• [EXERCISE TASK] Please answer from the film review below: which film does the reviewer say is the only one to top this film's sound editing?

• [DOCUMENT EXCERPT]
____________________

There isn't a lot for me to say, as I'm still blown away by the geniuses of this film.

1. The editing genius of Welles.

We all knew he could work a camera, act, and direct, but this - this - is amazing. Really clever sound editing (bested only by The Conversation, at least as far as I know) and a visual track that's simultaneously symbolic, existential, tongue-in-cheek, "hanky-panky", and whimsical. Concomitantly serious and frivolous.

2. The geniuses within the film.

Fakes, forgers, and frauds, but - above all - geniuses. Welles shows himself foremost in creating a docu-something about an art forger, a book forger, and a...well...Howard Hughes. His (that is, Welles) trick is in creating an absolutely protean persona (rather: personae) that seems to be crying out for understanding while ensuring that this understanding can never be arrived at.

3. The genius of the idea.

Make a film about fakery whose form, content, and integrity are constantly on the verge of becoming falsified. The real genius is that in this film about fakery one gets closer to Welles than possible anywhere else. I get the sense that fakery is at the heart of Welles, and he hides behind it like the Wizard of Oz behind his curtain and glowing face. Here the impish side of Welles, Toto-like, peels back the curtain for 88 minutes, revealing (in cryptic form, of course) the realized jigsaw puzzle that is Orson Welles. It is a strange film, definitely, but one well worth the time. Bogdanovich is spot-on in his intro on the Criterion disc when he says something to the effect of you have to let the film take you without you trying to decide its course. If you can do that, give it a spin.

____________________

• [DATA PROVIDED]
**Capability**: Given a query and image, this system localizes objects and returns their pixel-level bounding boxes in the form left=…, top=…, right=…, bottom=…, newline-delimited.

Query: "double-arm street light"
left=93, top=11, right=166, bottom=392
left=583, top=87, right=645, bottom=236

____________________

• [FULL SOLUTION] The Conversation.